Adab-Adab Bercanda
Berbicara tentang pergaulan dengan orang lain, maka dalam realitasnya kita tidak bisa lepas dengan aktivitas bercanda. Baik itu dengan teman, kerabat, anak, istri, maupun yang lainnya.
Dalam bahasa Arab kata bercanda dikenal dengan al-muzaah. Dalam Silsilatul Adab, Syekh Sholih al-Munjid mengatakan:
المُزَاحُ بِضَمِّ الِميْمِ: كَلَامٌ يُرَادُ بِهِ المُبَاسَطَةُ بِحَيْثُ لَا يُفْضِي ِإلَى أَذَى فَإِذَا بَلَغَ إِلَى الِإيْذَاءِ، فَهُوَ السُخْرِيَةُ
“Al-muzaah dengan mendhommahkan mim-nya bermakna perkataan yang ditujukan untuk menghibur orang lain tanpa ada unsur menyakiti perasaannya. Jika ada unsur menyakiti orang lain maka ini disebut dengan sukhriyah yaitu celaan atau hinaan.”
Adapun kata al-mizaah dengan mengasrohkan mim-nya, maka ini bentuk ketiga dari kata maazaha yumaazihu mizahaan yang artinya saling bercanda.

--

◆ Yang Dikerjakan
Tuliskan lanjutan kutipan tentang adab bercanda, dimulai setelah kalimat terakhirnya. Materi di bawah ini tidak berkaitan dengan kutipan tentang adab bercanda.

--

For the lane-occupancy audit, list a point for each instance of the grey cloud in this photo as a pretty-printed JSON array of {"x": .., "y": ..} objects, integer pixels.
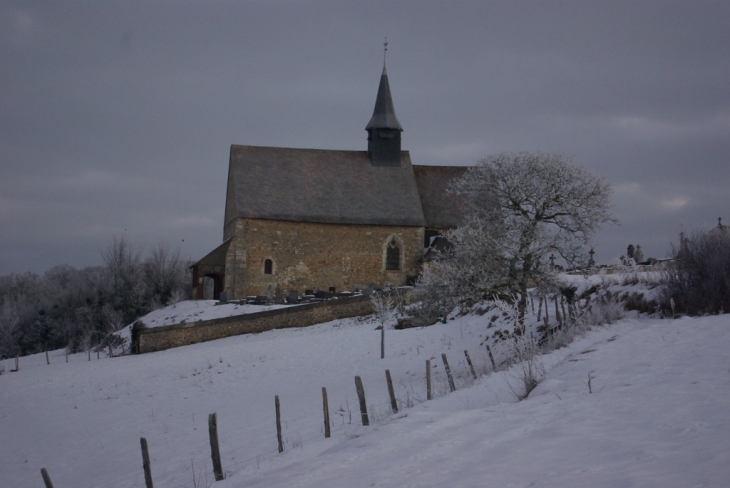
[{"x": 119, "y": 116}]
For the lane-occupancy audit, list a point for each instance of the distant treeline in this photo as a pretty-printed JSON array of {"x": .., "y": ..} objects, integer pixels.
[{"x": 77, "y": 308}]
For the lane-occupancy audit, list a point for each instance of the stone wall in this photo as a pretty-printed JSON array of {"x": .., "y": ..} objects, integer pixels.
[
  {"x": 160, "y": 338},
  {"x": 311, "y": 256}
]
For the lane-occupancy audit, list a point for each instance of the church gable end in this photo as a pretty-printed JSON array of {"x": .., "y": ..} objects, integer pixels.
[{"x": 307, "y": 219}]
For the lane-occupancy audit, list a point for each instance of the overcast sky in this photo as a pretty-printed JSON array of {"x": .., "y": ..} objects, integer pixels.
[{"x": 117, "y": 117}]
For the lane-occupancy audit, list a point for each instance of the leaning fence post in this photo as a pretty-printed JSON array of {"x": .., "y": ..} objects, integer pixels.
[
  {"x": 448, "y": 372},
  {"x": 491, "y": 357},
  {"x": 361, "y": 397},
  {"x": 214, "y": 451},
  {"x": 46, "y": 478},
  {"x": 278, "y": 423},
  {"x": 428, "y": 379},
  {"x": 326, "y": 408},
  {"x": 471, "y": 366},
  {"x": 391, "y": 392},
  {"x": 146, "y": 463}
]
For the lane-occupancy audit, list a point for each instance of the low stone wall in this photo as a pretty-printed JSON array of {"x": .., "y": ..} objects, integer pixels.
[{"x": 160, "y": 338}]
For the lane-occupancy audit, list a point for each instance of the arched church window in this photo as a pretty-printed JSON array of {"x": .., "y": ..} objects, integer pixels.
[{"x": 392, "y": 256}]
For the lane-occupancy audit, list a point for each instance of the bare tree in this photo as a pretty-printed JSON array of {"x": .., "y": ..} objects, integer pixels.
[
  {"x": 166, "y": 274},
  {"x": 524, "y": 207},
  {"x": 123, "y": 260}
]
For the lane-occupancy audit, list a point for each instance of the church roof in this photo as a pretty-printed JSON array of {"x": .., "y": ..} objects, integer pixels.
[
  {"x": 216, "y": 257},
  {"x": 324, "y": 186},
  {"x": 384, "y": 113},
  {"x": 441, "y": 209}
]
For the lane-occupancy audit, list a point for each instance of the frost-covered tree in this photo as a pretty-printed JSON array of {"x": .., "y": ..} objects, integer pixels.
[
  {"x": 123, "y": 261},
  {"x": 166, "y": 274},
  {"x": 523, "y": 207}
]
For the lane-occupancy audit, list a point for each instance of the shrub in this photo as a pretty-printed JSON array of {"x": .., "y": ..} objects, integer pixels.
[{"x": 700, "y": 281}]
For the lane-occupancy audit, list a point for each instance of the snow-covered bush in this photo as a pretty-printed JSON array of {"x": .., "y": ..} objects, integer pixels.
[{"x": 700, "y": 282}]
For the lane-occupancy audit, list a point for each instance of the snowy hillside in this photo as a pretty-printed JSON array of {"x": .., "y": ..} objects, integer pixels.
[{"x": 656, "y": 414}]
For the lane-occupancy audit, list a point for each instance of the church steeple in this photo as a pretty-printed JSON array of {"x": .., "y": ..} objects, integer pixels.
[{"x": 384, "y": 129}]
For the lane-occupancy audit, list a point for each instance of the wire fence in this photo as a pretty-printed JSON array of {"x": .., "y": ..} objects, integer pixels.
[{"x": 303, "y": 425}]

--

◆ Jawaban Latihan
Macam-macam Bercanda
Bercanda itu terbagi menjadi tiga macam, yaitu:
1. Muzaah Mahmud
Arti dari muzaah mahmud adalah bercanda yang terpuji. Yaitu canda yang memiliki tujuan yang benar, diiringi dengan niat yang benar, dan sesuai dengan kaidah-kaidah atau aturan Islam. Seperti canda seseorang dengan temannya dalam rangka menghiburnya. Maka, canda seperti ini akan menuai pahala. Di antara dalilnya adalah hadits Jabir, ketika ia telah menikah maka Rosululloh shollallohu’alaihi wasallam bertanya kepadanya,
“Wahai Jabir, apakah engkau telah menikah?” Aku berkata, ”Ya.” Beliau bertanya, “Wanita gadis ataukah janda.” Aku berkata, “Janda, wahai Rosululloh.” Rosululloh shollallohu’alaihi wasallam berkata, “Kenapa engkau tidak menikahi gadis sehingga engkau bisa bercanda dengannya dan ia pun bercanda denganmu.”
(HR. Bukhori Muslim)
2. Muzaah Madzmum
Macam canda yang kedua adalah muzaah madzmum yaitu canda yang tercela. Maksudnya adalah canda yang memiliki tujuan yang jahat, niat yang buruk, dan tidak mengindahkan kaidah-kaidahnya dalam Islam. Maka bercanda seperti ini adalah haram hukumnya. Seperti canda yang mengandung kedustaan dan dapat membahayakan.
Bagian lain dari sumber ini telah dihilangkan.